### Questions to answer
**1)** According to the teaching blog post, what credential is the writer returning to school to earn in the upcoming school year?
**2)** Why is the writer of the teaching blog post unsure how to fund the new credential? Answer in one to three sentences.
**3)** Can you carry on the teaching blog post from the point where it stops?

### Text segment
__________
Tackling the world.
Do you know what it feels like to want to dominate the word? To really want to do everything? You just want to DO so much.
Well, here I am. Nine years into teaching and switching up my game wanting to do so much with so little time (and money) to do it. Yet, I feel like I have so much time (and still no money) to do it all. This is what happens when momma raises a career woman. Mom always said, "Education first!" throughout my life and I am so very grateful for that encouragement. But I digress...
I want to take over the world and be everything.
Currently, I am ending my 9th year of teaching by teaching Summer School. It will be my last year being an English teacher. I will start my 10th year of teaching by working with a class of at-promise (formerly known as at-risk) youth and helping them transition from middle school into high school. It is a course that is in development and guess who is helping to develop that course? Yours truly. Hmmm...what else? Oh, I am part of the SEL (Social Emotional Learning) committee at school. Additionally, I chose this upcoming school-year to return to school to earn an Administrative Credential (it has been a self-debate for years, now) and who knows how I will fund that (I am still paying the debt I gained from earning my Single-subject credential and Masters from the SAME university).
__________
[Excerpts from a dataset]
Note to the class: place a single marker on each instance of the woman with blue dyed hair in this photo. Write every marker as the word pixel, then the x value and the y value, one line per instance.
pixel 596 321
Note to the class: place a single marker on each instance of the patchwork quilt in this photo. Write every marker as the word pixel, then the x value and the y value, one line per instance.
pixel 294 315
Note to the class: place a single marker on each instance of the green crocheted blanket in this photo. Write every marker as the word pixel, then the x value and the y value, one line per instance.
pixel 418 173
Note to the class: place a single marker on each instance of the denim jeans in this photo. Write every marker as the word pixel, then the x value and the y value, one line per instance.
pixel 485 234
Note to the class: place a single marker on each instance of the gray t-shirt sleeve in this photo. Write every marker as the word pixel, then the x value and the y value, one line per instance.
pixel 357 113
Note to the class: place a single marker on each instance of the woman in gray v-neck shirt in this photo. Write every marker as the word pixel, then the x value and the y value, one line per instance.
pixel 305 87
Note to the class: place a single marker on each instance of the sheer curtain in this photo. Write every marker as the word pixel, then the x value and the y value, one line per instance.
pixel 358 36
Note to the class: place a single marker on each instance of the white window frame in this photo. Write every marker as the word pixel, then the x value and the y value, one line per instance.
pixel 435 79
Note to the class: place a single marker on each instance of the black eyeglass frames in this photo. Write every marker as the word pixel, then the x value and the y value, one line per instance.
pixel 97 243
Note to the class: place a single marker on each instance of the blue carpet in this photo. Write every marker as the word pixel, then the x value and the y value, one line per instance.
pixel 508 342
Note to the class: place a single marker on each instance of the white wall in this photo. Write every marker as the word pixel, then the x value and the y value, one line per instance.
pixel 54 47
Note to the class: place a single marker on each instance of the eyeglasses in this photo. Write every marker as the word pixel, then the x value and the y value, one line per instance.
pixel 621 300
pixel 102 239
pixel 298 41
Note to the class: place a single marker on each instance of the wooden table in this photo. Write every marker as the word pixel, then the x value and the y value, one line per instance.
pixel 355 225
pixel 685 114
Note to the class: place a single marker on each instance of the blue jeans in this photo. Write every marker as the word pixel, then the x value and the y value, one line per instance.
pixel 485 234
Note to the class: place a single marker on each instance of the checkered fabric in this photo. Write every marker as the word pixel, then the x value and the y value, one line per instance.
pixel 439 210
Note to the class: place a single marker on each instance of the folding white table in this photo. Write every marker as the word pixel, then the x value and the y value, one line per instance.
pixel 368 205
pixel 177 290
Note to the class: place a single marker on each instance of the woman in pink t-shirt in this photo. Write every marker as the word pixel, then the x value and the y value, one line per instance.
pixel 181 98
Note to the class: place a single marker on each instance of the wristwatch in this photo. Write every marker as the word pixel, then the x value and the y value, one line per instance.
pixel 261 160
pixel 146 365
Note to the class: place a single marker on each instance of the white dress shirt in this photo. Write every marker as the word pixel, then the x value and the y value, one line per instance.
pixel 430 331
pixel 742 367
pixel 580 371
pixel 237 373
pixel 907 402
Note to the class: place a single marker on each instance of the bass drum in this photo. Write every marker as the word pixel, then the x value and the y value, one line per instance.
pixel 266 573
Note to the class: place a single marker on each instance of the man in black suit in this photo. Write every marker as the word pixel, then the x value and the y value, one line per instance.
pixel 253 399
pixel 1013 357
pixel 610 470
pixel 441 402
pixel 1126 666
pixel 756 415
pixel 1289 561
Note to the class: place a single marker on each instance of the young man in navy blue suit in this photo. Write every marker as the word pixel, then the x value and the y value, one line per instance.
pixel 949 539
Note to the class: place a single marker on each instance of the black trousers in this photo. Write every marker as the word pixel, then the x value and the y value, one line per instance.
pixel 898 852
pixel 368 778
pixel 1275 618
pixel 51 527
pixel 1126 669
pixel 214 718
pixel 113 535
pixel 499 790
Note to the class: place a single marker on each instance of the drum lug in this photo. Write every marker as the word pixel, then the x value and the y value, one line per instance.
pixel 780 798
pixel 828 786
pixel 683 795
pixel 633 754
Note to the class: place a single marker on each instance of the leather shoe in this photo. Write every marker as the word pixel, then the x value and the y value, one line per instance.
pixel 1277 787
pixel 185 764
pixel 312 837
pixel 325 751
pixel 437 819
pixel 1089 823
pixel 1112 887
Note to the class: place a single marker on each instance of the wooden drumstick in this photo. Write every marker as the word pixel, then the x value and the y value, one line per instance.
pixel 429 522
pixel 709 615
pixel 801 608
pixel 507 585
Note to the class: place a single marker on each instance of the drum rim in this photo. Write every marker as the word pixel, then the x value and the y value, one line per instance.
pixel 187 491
__________
### Response list
**1)** An Administrative Credential.

**2)** The writer is still paying off the debt from earning a Single-subject credential and a Master's at the same university.

**3)**
Outside the classroom, I am on the Board of Directors for one cultural organization (I just got a txt reminder of tonight's meeting) and a member of another cultural organization.
My family reunion is next month. Guess who is hosting and planning that shindig?
That's right, yours truly (again).
At this point, if you continued to read the madness that is called "My career as a teacher who just wants to add more to her plate", there is so much more I WANT to do. I blame the internet. Let me count the ways:
Now, because I will be starting to teach a course supporting the at-promise youth, I want to take online courses with the National Dropout Prevention Center and I might as well earn the certification to go with those courses.
Though I currently teach high school, I want to attend and be a member of Association for Middle Level Education because the new course I will be teaching is about transitions middle school students into high school. I also would like to get involved with knowing more about what (and how) middle schools can be supported.
I want to be President of one of the cultural organizations I am currently part of. Why? I think it's that teacher in me that just wants to provide more support. I can! I know it. I FEEL it.
Now, to me, that just sounds and looks like 3 things, just 3, but you and I both know that list is a lot of time, dedication, effort, and work. You know what they say with great power comes great responsibility (I know, wrong Marvel character, but stick to the words, okay?) and I neglect the great responsibility.
I had to call upon my sister to clear my head.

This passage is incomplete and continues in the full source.